### The problem:
Please repeat all of the data below line for line, without any changes. Leave the pictures out.

[Start Data]

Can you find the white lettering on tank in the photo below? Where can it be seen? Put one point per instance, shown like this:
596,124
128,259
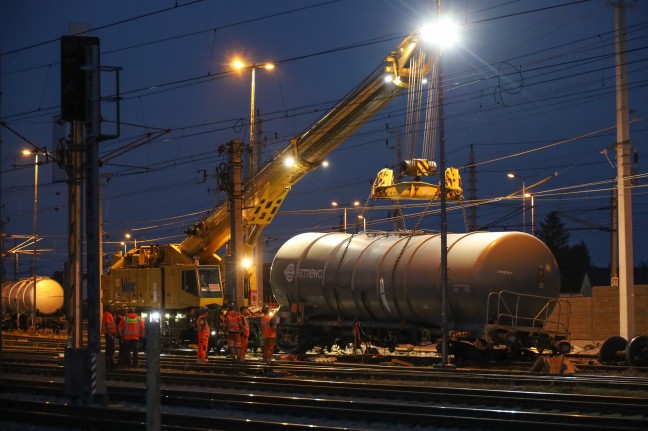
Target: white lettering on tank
289,272
310,273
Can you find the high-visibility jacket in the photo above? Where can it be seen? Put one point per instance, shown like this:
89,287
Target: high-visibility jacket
108,325
233,322
202,323
268,324
132,327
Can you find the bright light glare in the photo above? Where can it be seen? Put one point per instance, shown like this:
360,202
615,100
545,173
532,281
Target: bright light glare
444,33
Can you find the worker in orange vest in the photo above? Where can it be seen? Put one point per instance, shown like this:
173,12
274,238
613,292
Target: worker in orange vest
109,330
203,335
268,329
245,335
131,329
233,328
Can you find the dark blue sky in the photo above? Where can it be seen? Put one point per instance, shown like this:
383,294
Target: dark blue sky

[End Data]

### Task answer:
Can you find the white lettering on tank in the photo below? Where can it be seen? Put one point per instance, shown like this:
596,124
128,259
Target: white lettering on tank
289,272
310,273
Can you find the high-visibility jacket in the photo above? Where can it be seen? Put one point per instance, shown like this:
89,287
Target: high-visibility jacket
108,325
233,322
202,323
268,324
132,327
Can you find the bright light glare in the photo above? Where can it be seen? Put one point per instance, shown like this:
360,202
615,100
545,173
532,281
Target: bright light glare
444,33
Can you find the worker in orange vest in the photo above? Where can it be seen? Put one point per instance, shown like this:
173,12
274,238
613,292
Target: worker in orange vest
109,330
203,335
268,329
245,335
131,329
233,328
Can you find the dark blue sky in the photo above? Where can it be seen? Put one point per instance, shown like this:
383,294
Target: dark blue sky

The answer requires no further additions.